* Begin EXTRACT PROVIDED *

The tenth assignment of error relates to the refusal to allow the plaintiff to show that' in the latter part of May, 1915, engine No. 11 had been seen by him to set out fire. At least one witness for the plaintiff had testified that engine No. 11 as well as No. 12 had passed the place where the fire originated shortly before it broke out and it was competent, therefore, for • the plaintiff to show the bad condition' of engine No. 11 soon after the fire, as it would have a tendency *421to show that it was in bad condition on the day of the fire, and if the jury believed that engine No. 11 might have set out the fire, it was competent to show its bad condition. The exclusion of this evidence we think was error.
The eleventh assignment of error was to the admission of testimony showing a prior consistent statement of a witness who had testified to a material fact in the case. Counsel for the plaintiff conferred with the witness, Lee Owen, who lived close to the point of origin of the fire, with reference to what he knew about it, and in answer to their interrogatories he had told them he had not seen anybody in that section who could have set out the fire, on that day. When put on the stand to testify for the plaintiff, he testified that two boys had been at his house about half an hour before the fire, and that they left his house, smoking cigarettes, going along the path in the direction in which the fire originated, and that they said they were looking for a job. This testimony took the plaintiff by surprise. Counsel for the plaintiff, treating the witness as adverse, examined him at great length on this subject, and among other things asked him if he had not offered to sell his testimony to the plaintiff’s brother for $140. They also proved by the plaintiff’s brother that Owen had, in effect, made such offer. After this evidence had been introduced, the defendant put a witness on the stand to prove that Owen had stated to the witness the same facts that he had testified to on the stand about seeing the two boys leave his house smoking cigarettes. The plaintiff objected to the reception of this testimony, but the court overruled the objection, and allowed the testimony to be received.
This action was brought to the first September rules, 1915, and the trial took place at the March term, 1916. It sufficiently appears that the prior consistent statement offered in evidence was made in October or. November, 1915,. after this action was brought. The date of the inconsistent *422statement is not fixed, but it was at least two or three months before the trial. Whether it was before or after the consistent statement cannot be definitely fixed by the record, nor is the date fixed when the witness is alleged to have offered to sell his testimony to the plaintiff. Under such circumstances, the testimony as to the supposed prior consistent statement was plainly inadmissible, and it was error to receive it. The testimony in this case does not bring it within the rule which permits evidence of a prior consistent statement before the time when the supposed bias or corruption could have existed, in order to repel the presumption that the present testimony was attributable to such bias or corruption. Repass v. Richmond, 99 Va. 508, 39 S. E. 160; 1 Gr. Ev. (16 ed.) sec. 469-b.

* End EXTRACT PROVIDED *

## REQUEST 1
Update the court opinion between "The tenth assignment" and "think was error.", inclusive, replacing "the jury" with "the jurors".
## REQUEST 2
In the court opinion, for what amount was Owen said to have offered to sell his testimony to the plaintiff's brother?
## REQUEST 3
Continue the court opinion after its final sentence.

* Begin STORED DATA *

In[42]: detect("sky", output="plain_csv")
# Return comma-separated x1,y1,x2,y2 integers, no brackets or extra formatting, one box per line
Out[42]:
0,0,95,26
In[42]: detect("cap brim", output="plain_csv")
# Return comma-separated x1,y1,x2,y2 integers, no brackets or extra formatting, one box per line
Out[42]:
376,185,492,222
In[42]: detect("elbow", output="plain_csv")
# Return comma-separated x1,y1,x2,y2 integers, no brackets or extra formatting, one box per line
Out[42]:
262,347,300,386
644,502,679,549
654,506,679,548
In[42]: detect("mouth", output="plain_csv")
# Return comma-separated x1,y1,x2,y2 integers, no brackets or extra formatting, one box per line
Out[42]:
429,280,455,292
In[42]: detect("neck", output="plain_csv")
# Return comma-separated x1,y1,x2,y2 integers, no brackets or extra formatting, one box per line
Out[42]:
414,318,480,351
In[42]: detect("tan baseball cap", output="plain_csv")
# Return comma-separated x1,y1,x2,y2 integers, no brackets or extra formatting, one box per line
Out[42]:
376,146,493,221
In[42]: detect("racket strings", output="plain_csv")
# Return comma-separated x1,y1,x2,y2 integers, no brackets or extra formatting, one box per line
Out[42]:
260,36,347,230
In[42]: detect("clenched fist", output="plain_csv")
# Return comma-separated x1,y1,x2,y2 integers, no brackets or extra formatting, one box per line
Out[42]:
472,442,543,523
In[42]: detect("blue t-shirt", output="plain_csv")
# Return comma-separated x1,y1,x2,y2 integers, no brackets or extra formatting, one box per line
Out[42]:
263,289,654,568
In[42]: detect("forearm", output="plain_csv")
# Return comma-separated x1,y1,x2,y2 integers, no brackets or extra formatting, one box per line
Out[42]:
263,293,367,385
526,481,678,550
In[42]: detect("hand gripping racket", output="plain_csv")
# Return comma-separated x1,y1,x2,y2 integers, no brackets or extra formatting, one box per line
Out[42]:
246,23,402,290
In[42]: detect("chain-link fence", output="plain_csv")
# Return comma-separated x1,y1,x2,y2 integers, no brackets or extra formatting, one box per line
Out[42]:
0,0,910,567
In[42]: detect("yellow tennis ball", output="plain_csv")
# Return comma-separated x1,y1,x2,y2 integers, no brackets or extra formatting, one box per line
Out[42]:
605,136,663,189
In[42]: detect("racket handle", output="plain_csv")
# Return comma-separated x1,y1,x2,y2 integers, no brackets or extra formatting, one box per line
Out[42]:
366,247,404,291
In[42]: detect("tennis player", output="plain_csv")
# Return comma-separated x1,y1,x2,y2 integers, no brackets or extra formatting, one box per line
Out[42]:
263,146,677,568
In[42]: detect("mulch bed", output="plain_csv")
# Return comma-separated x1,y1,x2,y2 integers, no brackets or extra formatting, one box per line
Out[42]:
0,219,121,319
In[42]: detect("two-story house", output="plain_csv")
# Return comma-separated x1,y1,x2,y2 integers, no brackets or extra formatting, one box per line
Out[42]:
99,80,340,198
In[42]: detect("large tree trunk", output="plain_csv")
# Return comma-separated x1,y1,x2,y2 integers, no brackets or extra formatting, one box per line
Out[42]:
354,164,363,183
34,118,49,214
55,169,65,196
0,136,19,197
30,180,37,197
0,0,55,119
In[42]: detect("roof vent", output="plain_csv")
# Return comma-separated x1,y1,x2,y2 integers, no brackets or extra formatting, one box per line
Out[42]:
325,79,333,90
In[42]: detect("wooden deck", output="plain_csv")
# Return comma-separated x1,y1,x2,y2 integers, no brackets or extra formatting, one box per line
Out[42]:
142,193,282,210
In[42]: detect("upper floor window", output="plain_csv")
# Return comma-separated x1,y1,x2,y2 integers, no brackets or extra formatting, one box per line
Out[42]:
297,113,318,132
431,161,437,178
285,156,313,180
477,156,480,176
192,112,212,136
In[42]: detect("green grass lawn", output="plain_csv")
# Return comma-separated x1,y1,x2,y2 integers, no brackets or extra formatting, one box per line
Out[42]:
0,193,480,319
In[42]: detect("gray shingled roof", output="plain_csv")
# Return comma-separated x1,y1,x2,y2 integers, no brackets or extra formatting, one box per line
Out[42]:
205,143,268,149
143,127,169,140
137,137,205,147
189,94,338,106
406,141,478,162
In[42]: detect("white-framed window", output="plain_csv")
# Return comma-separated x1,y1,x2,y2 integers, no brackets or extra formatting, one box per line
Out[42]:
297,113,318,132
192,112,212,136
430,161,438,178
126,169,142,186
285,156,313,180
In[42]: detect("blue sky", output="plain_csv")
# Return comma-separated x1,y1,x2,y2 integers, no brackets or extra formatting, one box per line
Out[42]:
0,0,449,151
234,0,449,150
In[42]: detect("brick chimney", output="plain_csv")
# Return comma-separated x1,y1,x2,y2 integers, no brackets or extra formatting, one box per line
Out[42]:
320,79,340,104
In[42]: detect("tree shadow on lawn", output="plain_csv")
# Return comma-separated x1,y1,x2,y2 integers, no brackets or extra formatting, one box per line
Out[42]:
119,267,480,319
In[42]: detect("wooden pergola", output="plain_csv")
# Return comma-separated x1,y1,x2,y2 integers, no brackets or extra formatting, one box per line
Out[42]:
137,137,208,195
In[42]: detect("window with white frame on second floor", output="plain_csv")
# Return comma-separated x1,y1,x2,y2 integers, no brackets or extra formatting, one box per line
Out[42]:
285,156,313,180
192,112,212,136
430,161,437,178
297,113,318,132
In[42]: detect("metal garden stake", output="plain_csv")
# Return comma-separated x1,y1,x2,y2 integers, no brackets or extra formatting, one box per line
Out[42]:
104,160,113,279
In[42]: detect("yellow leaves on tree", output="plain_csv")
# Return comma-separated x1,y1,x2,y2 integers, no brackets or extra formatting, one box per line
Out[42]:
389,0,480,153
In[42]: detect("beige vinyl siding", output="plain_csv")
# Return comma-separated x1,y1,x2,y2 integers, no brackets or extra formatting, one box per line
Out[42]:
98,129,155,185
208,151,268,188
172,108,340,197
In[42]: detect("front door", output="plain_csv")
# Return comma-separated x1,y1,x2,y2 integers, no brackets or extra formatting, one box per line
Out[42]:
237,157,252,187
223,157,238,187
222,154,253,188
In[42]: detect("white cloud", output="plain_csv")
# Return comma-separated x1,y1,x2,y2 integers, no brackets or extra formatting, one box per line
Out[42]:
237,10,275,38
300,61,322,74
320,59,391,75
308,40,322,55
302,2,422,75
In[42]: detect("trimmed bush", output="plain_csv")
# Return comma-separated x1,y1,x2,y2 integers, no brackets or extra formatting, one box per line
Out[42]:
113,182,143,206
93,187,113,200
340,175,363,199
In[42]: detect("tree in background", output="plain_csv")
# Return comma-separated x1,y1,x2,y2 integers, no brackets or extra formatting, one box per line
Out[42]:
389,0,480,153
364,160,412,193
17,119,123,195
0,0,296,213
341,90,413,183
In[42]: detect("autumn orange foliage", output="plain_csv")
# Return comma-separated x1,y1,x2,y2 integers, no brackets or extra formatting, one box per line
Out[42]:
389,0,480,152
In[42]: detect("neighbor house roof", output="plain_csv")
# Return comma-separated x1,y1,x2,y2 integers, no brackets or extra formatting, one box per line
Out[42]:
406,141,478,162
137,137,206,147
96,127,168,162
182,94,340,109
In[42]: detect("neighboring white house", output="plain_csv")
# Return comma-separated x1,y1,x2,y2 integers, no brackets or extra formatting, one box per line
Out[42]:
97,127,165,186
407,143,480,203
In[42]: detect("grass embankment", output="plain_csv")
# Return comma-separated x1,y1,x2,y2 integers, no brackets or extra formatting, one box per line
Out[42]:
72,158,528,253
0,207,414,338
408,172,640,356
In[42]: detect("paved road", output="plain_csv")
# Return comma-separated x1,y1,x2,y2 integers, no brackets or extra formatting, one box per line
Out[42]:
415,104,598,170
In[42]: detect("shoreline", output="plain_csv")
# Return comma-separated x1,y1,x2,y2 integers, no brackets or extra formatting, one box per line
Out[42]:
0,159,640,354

* End STORED DATA *

## FINAL RESULT 1
The tenth assignment of error relates to the refusal to allow the plaintiff to show that' in the latter part of May, 1915, engine No. 11 had been seen by him to set out fire. At least one witness for the plaintiff had testified that engine No. 11 as well as No. 12 had passed the place where the fire originated shortly before it broke out and it was competent, therefore, for • the plaintiff to show the bad condition' of engine No. 11 soon after the fire, as it would have a tendency *421to show that it was in bad condition on the day of the fire, and if the jurors believed that engine No. 11 might have set out the fire, it was competent to show its bad condition. The exclusion of this evidence we think was error.

## FINAL RESULT 2
$140

## FINAL RESULT 3
The twelfth assignment of error is to the action of the court in allowing the engineer who operated engine No. 12 on that day .to answer a question propounded to him by counsel for the defendant. The question and answer were as follows: “Were you careful in the operation of your engine?” and he answered, “Yes, sir.”
Objection was made to this question in the trial court, on the ground that it was leading. In this court it is insisted that the question called for an expression of opinion by one who was not expert, and had not been shown to be qualified to give expert testimony. The question was plainly leading, and the witness should not have been permitted to answer it, but this did not constitute reversible error. It had already been shown by another witness that Burton, the witness under examination, was an engineer of experience, and was “a very good geared locomotive engineer—one of the best we have, and the most careful engineer we have.” Great latitude is allowed in trial courts in the matter of the examination of witnesses and their rulings thereon will not be reversed unless clearly prejudicial to the party ex*423cepting. Ordinarily, permitting a leading question to be asked is no ground for reversal. Smith v. Stanley, 114 Va. 119, 125, 75 S. E. 742.
Whether or not we should consider the objection raised for the first time in this court, that the question called for the expression of an opinion by a non-expert witness, need not be considered, as the judgment has to be reversed on other grounds, and the question will not probably arise on another trial.
The thirteenth assignment of error relates to a statement of counsel for the defendant on cross-examination of a witness introduced on behalf of the plaintiff. The questions asked and statement of counsel are set forth in a bill of exceptions as follows:
“Q. Do you know where that shanty, in which Lee Owen lives is? A. No, I don’t visit there.
“Q. I didn’t ask you if you visited there; I asked you do you know where that little red shanty is ? A. No, sir.
“Q. Do you know where the spur from .this track which goes in a southern direction is ? A. Yes, sir, I know where there is a track that goes down the branch like.
“Q. Don’t you know, as a matter of fact, that there is a little red shanty there between this track and that? A. No, I have not visited it at all.
“Q. I didn’t ask you if you had visited it, Mr. Turner; we are not trying to prove you' have visited it. The point I am asking you, and I want you to answer, if you will pay attention, is this: I know, Mr. Turner, this situation myself, and there are others who know it, and I want to ask you to see if we coincide.
“Mr. Peterson: I object to the statement.
“The Court: I overrule the objection.
“Mr. Peterson: We except.”
We see nothing in this that could have prejudiced the plaintiff. The exception was, therefore, properly overruled.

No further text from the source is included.